▶ [Problem to work on]: In your output, repeat each entry exactly and include no pictures.
--- Data records Enclosed Below ---
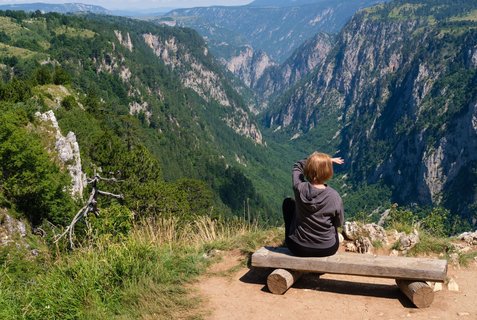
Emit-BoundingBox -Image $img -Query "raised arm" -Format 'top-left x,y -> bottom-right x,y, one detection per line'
292,159 -> 307,189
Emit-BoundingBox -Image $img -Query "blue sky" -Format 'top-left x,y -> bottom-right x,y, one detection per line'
0,0 -> 253,10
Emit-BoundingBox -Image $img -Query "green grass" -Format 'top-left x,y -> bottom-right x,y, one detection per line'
407,231 -> 453,257
0,43 -> 37,58
458,251 -> 477,267
32,84 -> 73,109
54,26 -> 96,39
0,216 -> 282,320
0,16 -> 25,36
389,3 -> 425,20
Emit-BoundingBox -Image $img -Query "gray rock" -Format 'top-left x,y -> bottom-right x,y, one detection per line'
1,211 -> 27,246
448,278 -> 459,292
36,111 -> 87,198
398,229 -> 420,251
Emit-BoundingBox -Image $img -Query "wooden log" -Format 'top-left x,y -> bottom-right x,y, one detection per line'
267,269 -> 303,294
396,279 -> 434,308
252,247 -> 447,282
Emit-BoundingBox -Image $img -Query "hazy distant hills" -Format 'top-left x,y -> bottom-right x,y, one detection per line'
248,0 -> 345,7
161,0 -> 388,63
0,2 -> 111,14
0,3 -> 175,17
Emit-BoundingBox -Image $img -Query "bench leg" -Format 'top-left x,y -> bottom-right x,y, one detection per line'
267,269 -> 303,294
396,279 -> 434,308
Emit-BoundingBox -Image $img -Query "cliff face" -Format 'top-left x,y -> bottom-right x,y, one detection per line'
266,0 -> 477,217
140,32 -> 263,144
254,32 -> 334,111
224,46 -> 277,89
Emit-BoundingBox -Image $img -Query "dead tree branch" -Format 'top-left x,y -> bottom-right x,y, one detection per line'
55,173 -> 124,249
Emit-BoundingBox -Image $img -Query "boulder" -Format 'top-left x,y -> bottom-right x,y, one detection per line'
397,229 -> 420,252
343,221 -> 388,244
458,231 -> 477,245
0,210 -> 27,246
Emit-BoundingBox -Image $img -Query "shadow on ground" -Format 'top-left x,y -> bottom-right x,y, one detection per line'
239,267 -> 414,308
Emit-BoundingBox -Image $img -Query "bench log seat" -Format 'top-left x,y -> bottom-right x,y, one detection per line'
251,246 -> 448,308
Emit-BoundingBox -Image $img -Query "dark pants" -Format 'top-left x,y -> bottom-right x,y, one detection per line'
282,198 -> 339,257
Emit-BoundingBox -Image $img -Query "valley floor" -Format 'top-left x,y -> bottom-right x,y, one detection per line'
195,250 -> 477,320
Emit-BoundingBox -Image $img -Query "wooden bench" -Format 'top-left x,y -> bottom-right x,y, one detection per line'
251,246 -> 448,308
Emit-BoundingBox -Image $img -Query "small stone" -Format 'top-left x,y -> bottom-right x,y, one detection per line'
449,253 -> 460,266
457,312 -> 470,316
448,278 -> 459,292
433,282 -> 443,292
345,242 -> 358,253
389,249 -> 399,256
338,233 -> 344,243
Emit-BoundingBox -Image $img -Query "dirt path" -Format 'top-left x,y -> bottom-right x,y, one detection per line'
196,251 -> 477,320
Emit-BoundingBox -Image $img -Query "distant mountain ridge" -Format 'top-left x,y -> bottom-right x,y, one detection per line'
0,2 -> 110,14
161,0 -> 388,63
248,0 -> 342,7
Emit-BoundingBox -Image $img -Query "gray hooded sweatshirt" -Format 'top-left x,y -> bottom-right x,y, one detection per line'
290,159 -> 344,249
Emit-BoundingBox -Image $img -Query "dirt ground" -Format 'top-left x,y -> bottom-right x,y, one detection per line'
195,250 -> 477,320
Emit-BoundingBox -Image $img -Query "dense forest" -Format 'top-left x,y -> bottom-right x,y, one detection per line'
0,10 -> 300,232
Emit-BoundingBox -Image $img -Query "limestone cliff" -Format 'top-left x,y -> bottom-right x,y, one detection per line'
36,110 -> 87,198
266,0 -> 477,217
142,32 -> 263,144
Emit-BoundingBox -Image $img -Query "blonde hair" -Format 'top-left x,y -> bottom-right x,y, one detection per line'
304,152 -> 333,184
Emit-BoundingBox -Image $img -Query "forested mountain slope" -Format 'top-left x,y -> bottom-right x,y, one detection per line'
0,11 -> 295,226
265,0 -> 477,223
--- End of Enclosed Data records ---
▶ [Response area]:
Emit-BoundingBox -Image $img -Query "raised arm" -Format 'top-left x,y -> bottom-right x,y, one detection per line'
292,159 -> 307,189
Emit-BoundingBox -Image $img -Query "blue sky" -Format 'top-left x,y -> bottom-right x,y, one detection per line'
0,0 -> 253,10
Emit-BoundingBox -Image $img -Query "green grass" -Format 'top-left x,y -> bottom-right x,y, one detection per line'
407,231 -> 453,257
0,43 -> 37,58
458,251 -> 477,267
32,84 -> 73,109
54,26 -> 96,39
0,216 -> 282,320
0,16 -> 25,36
389,3 -> 425,20
Emit-BoundingBox -Image $img -Query "gray rock" -Format 'top-left x,y -> bottom-right x,y, one detection per line'
1,211 -> 27,246
448,278 -> 459,292
36,111 -> 87,198
398,229 -> 420,251
Emit-BoundingBox -Image $img -Query "wooden log" -Format 'top-left x,y -> bottom-right x,y, one detection per line'
267,269 -> 303,294
396,279 -> 434,308
252,247 -> 447,282
Emit-BoundingBox -Image $img -Query "hazy distant hills" -Format 'top-left x,y -> bottom-right x,y, one detection per line'
248,0 -> 345,7
161,0 -> 388,63
0,2 -> 111,14
0,3 -> 175,17
Emit-BoundingBox -Image $img -Query "bench leg" -Format 'top-left x,y -> bottom-right x,y, one detection per line'
267,269 -> 303,294
396,279 -> 434,308
Emit-BoundingBox -Image $img -Query "cliff face" -Format 'top-left x,y -> bottom-right x,y, one detection per line'
266,0 -> 477,217
140,32 -> 263,144
254,32 -> 334,111
224,46 -> 277,89
Emit-BoundingBox -Image $img -Query "dead tree branch" -Format 'top-left x,y -> bottom-right x,y, one detection per line'
55,173 -> 124,249
Emit-BoundingBox -Image $img -Query "boulder" -Format 'top-left x,y -> bottom-right x,y, one detection per line'
397,229 -> 420,252
343,221 -> 388,244
458,231 -> 477,245
0,210 -> 27,246
Emit-BoundingBox -Image $img -Query "shadow on ground" -Format 'top-left x,y -> bottom-right x,y, one detection per line'
239,267 -> 414,308
Emit-BoundingBox -Image $img -Query "bench log seat" -Format 'top-left x,y -> bottom-right x,y, one detection per line'
251,246 -> 448,308
Emit-BoundingBox -Image $img -Query "dark pants" -Format 'top-left x,y -> bottom-right x,y, one detection per line'
282,198 -> 339,257
Emit-BoundingBox -Image $img -Query "valley floor" -Format 'top-left x,y -> bottom-right x,y, one detection per line'
195,250 -> 477,320
Emit-BoundingBox -Image $img -Query "wooden bench" -Format 'top-left x,y -> bottom-right x,y, one detection per line'
251,246 -> 448,308
Emit-BoundingBox -Image $img -Query "small stone" -Format 'top-left x,y -> bottom-right x,y, one detection per line'
449,253 -> 460,266
457,312 -> 470,316
448,278 -> 459,292
433,282 -> 443,292
345,242 -> 358,253
389,249 -> 399,256
338,233 -> 344,243
Emit-BoundingBox -Image $img -Query "dirt path" -Format 'top-left x,y -> bottom-right x,y, one detection per line'
196,251 -> 477,320
Emit-BoundingBox -Image $img -Query "distant mountain ridge" -Format 'top-left x,y -> bottom-right x,y, one detection per line'
0,2 -> 110,14
161,0 -> 388,63
248,0 -> 342,7
Emit-BoundingBox -Image $img -Query "gray hooded sweatshirt" -Format 'top-left x,y -> bottom-right x,y, one detection per line'
290,159 -> 344,249
Emit-BoundingBox -Image $img -Query "dirt ground" -Format 'top-left x,y -> bottom-right x,y, one detection per line'
195,250 -> 477,320
Emit-BoundingBox -Image $img -Query "dense forest" -Format 'top-left x,y -> bottom-right x,y, one detection per line'
0,10 -> 300,232
Emit-BoundingBox -Image $img -Query "limestone cliff" -Format 'top-left x,y -> bottom-right x,y, one detection per line'
36,110 -> 87,198
266,0 -> 477,217
142,32 -> 263,144
Emit-BoundingBox -Image $img -Query "blonde hair" -Format 'top-left x,y -> bottom-right x,y, one detection per line'
304,152 -> 333,184
Emit-BoundingBox -Image $img -Query "forested mountain slope" -Format 'top-left x,y -> bottom-right x,y, one detection per line'
0,11 -> 295,226
265,0 -> 477,223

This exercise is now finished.